» DIRECTIVE 1: Retype the part of the Wing Chun forum thread between "I've made this" and "Seymour (Nov 1, 2017)", inclusive.
» DIRECTIVE 2:
Answer these questions from the Wing Chun forum thread:
(a) How many years do the Ku Lo people say Leung Jan spent in their village before he died?
(b) Which branch does Marnetmar propose to check against the deduced picture of Leung Jan's teachings?
(c) In geezer's example about the Plains Indians, who brought the horses to the American continent?
» DIRECTIVE 3: Proceed with the Wing Chun forum thread, picking up after its final line.

» EXCERPT TO READ:
►
Super hard to find any info on that lineage.


----------



## Marnetmar (Oct 31, 2017)

geezer said:


> ....so the other branches don't preserve Leung Jan's teachings? How the heck could anyone back that claim up? In my experience _everyone_ has the only original and authentic teaching, unless they have the only superior and combat effective modernized version.



I'll admit that post was poorly thought out. However, I do believe that by examining and cross-referencing material from various branches we can logically work our way back to what Leung Jan might have actually taught, and then check and see if the Lo Kwai branch matches what we suspect about Leung Jan's old teachings.

I believe that we can cross reference and (more importantly) eliminate material from:

-Kulo Wing Chun
-Cho Family Wing Chun
-Yiu Choi Wing Chun
-Modern Chan Family Wing Chun
-Yip Man's Foshan Wing Chun
-Possibly Weng Chun (being associated with Wong Wah Bo and all)

Until we've somewhat confidently arrived at a picture of how Leung Jan's Wing Chun actually looked. If the Lo Kwai system bears a strong resemblance to what we've deduced, then we can know that system is probably is, in fact, an older one. It would be time consuming (and probably a waste of time), but why wouldn't it work?

On a side note, Leung Jan is actually a pretty mysterious and elusive figure in Wing Chun history when you think about it.


----------



## KPM (Nov 1, 2017)

geezer said:


> A comment on "quick learning". Generally a bad idea. But if your time is short, you have to teach and learn quickly. It sounds like this was exactly Dr. Leung Jan's situation when he retired to Kulo village.
> 
> ...So _maybe_ his students never got everything that Leung Jan's Fo'shan students learned. But maybe they got _enough_ to combine with their own martial experience to build and develop an origianal equally complete WC system over generations.
> 
> Hey, anyone who says that people can't develop a very high level of skill being largely self-taught doesn't know history or understand human potential. It just more difficult and takes longer. Perhaps _ generations_. For example, the Plains Indians in the United States became _superb_ horsemen, but were originally self-taught after capturing mustangs ...escaped horses brought to the American continent by the Spanish conquistadors.



Good points!  But I will also point out that the Ku Lo guys say Leung Jan spent 3 years in their village before he died.  Plenty of Ip Man students that use the title of "Grand Master" today didn't spend any more time with Ip Man than that!   So I'm not so sure that Leung Jan taught this way because he was really shortening the curriculum, or if by this time in his life he realized he could eliminate a lot of superfluous stuff and just get right down to the good stuff!  

I've made this point before.....but how much do you guys think you could learn if you spent several hours on a near daily basis training with a Master teacher for 2 or more years straight?


----------



## Gerry Seymour (Nov 1, 2017)
◄
» Coordinate annotation entries:
►
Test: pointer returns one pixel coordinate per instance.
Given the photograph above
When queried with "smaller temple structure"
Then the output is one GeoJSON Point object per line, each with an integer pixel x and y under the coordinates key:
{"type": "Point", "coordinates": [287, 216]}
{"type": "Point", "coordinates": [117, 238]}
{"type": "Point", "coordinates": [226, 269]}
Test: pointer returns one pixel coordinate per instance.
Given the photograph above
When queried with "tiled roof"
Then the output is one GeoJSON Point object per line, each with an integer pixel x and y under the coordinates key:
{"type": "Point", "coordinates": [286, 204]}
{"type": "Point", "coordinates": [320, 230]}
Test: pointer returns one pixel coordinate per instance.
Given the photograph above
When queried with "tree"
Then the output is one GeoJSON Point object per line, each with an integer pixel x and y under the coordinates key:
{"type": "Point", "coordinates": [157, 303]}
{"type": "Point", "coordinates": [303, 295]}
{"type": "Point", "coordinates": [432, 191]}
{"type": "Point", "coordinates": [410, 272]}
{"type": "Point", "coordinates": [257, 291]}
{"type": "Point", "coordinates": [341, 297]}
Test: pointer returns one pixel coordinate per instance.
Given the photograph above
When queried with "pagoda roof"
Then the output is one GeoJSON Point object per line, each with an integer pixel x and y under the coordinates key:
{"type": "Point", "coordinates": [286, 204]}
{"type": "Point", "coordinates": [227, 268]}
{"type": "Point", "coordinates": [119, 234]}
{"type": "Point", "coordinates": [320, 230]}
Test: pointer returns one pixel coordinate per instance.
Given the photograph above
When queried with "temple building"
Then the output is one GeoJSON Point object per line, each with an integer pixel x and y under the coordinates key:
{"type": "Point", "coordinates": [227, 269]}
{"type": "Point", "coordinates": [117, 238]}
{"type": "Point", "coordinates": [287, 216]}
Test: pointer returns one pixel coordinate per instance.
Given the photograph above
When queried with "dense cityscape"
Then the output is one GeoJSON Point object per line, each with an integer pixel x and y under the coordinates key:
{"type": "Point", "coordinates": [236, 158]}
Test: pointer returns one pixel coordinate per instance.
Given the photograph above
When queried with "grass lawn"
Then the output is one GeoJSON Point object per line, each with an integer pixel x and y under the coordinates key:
◄
» TASK RESPONSE 1:
I've made this point before.....but how much do you guys think you could learn if you spent several hours on a near daily basis training with a Master teacher for 2 or more years straight?


----------



## Gerry Seymour (Nov 1, 2017)

» TASK RESPONSE 2:
(a) Three years.
(b) The Lo Kwai branch.
(c) The Spanish conquistadors.

» TASK RESPONSE 3:
KPM said:


> I've made this point before.....but how much do you guys think you could learn if you spent several hours on a near daily basis training with a Master teacher for 2 or more years straight?


Especially with an existing base. I remember meeting someone who'd only been studying his current art for 6 months, but those guys worked longer and more often than hobbyists, and he had some significant prior training. I'd have put his understanding of the style comparable to someone who'd been training at least 3 years as a serious hobbyist.


----------



## geezer (Nov 1, 2017)

KPM said:


> I've made this point before.....but how much do you guys think you could learn if you spent several hours on a near daily basis training with a Master teacher for 2 or more years straight?



That is an interesting question. I don't know the answer. With intense training and good coaching, some people (not me) pick things up very quickly. On the other hand, some things just take time to get right. But that doesn't mean spending your entire life following a sifu.

After a certain point, there are things you _have_ to figure out on your own. Moreover, different people may discover different ways of doing things depending on what works best for them.

Some folks won't accept anything that doesn't come from their sifu. Personally, sometimes I _like_ figuring things out on my own.


----------



## KPM (Nov 1, 2017)

^^^ No doubt putting in the "flight time" on your own is at least as valuable and necessary as the time spent directly with your teacher.  Sometimes more valuable, depending upon the student...and the teacher.


----------



## geezer (Nov 1, 2017)

KPM said:


> ^^^ No doubt putting in the "flight time" on your own is at least as valuable and necessary as the time spent directly with your teacher.  Sometimes more valuable, depending upon the student...and the teacher.




Not to mention that there is the _financial incentive_ for keeping the to-dai forever in the student-mode and dependent upon the sifu for the advanced techniques.

Imagine if it were this way in other fields: First -- the assumption that all true knowledge was found in the past, and that instead of getting a PhD in a set period of time, you were expected to continue at the university as a "disciple" following your professors until they died. 

Actually, that sounds a bit like thought in the middle ages when nobody was allowed to question official doctrine. Thank god for heretical thinkers!!!


----------



## Gerry Seymour (Nov 1, 2017)

geezer said:


> That is an interesting question. I don't know the answer. With intense training and good coaching, some people (not me) pick things up very quickly. On the other hand, some things just take time to get right. But that doesn't mean spending your entire life following a sifu.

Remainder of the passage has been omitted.